> [STATED GOAL]:
Print the entries below in their entirety, exactly as they are written.

> [INPUT MATERIAL]:
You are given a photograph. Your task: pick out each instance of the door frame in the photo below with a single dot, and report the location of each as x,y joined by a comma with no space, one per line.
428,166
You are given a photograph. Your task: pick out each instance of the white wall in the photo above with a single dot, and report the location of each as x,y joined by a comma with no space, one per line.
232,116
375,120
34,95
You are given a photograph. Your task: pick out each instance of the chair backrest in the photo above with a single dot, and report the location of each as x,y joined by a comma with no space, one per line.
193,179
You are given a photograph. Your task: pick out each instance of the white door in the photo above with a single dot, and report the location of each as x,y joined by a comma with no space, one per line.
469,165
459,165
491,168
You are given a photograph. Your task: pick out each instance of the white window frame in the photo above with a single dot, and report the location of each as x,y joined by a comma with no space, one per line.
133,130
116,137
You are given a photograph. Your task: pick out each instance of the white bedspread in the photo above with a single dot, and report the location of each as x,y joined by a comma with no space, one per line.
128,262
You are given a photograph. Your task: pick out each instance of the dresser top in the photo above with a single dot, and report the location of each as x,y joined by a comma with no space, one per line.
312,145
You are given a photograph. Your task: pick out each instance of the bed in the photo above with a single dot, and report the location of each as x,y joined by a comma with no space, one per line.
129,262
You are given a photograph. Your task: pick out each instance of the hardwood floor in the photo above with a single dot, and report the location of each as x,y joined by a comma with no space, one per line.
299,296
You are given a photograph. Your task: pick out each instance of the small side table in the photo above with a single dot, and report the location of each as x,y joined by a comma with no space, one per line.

> [TASK RESPONSE]:
You are given a photograph. Your task: pick out each instance of the door frame in the photo below with a single dot, and report the location of each as x,y joined by a comma with no space, one per line.
428,166
You are given a photograph. Your task: pick out each instance of the white wall in the photo above with a single dot, and report the location of each as x,y joined by a comma with no space, one per line.
232,116
375,120
34,95
You are given a photograph. Your task: pick out each instance of the chair backrest in the photo above with a single dot, and report the location of each as x,y joined by a comma with no space, one per line.
193,179
You are given a photograph. Your task: pick out each instance of the white door in the photo above with a single dot, and report the location of each as x,y joined by a comma with no space, one per line.
469,165
459,165
491,168
You are given a photograph. Your task: pick out each instance of the white window frame in the photo above with a single dot, and report the location of each as x,y joined by a comma with no space, one per line.
133,130
116,137
You are given a photograph. Your task: pick out each instance of the white bedspread in the photo above with a single dot, and report the location of each as x,y joined by a comma with no space, one per line.
128,262
You are given a photograph. Your task: pick out each instance of the dresser top in the photo above with a single dot, and report the location of each as x,y joined by a comma with no space, one per line.
312,145
You are given a photograph. Your task: pick out each instance of the bed in the photo above with a single dot, and report the location of each as x,y joined by a comma with no space, one per line.
129,262
You are given a photograph. Your task: pick out each instance of the hardwood floor in the photo above with a single dot, and report the location of each as x,y joined by a comma with no space, one per line.
299,296
You are given a photograph. Your task: pick out each instance of the small side table in the photo above with a single dot, and report the location of each as x,y joined by a comma with no space, one per line.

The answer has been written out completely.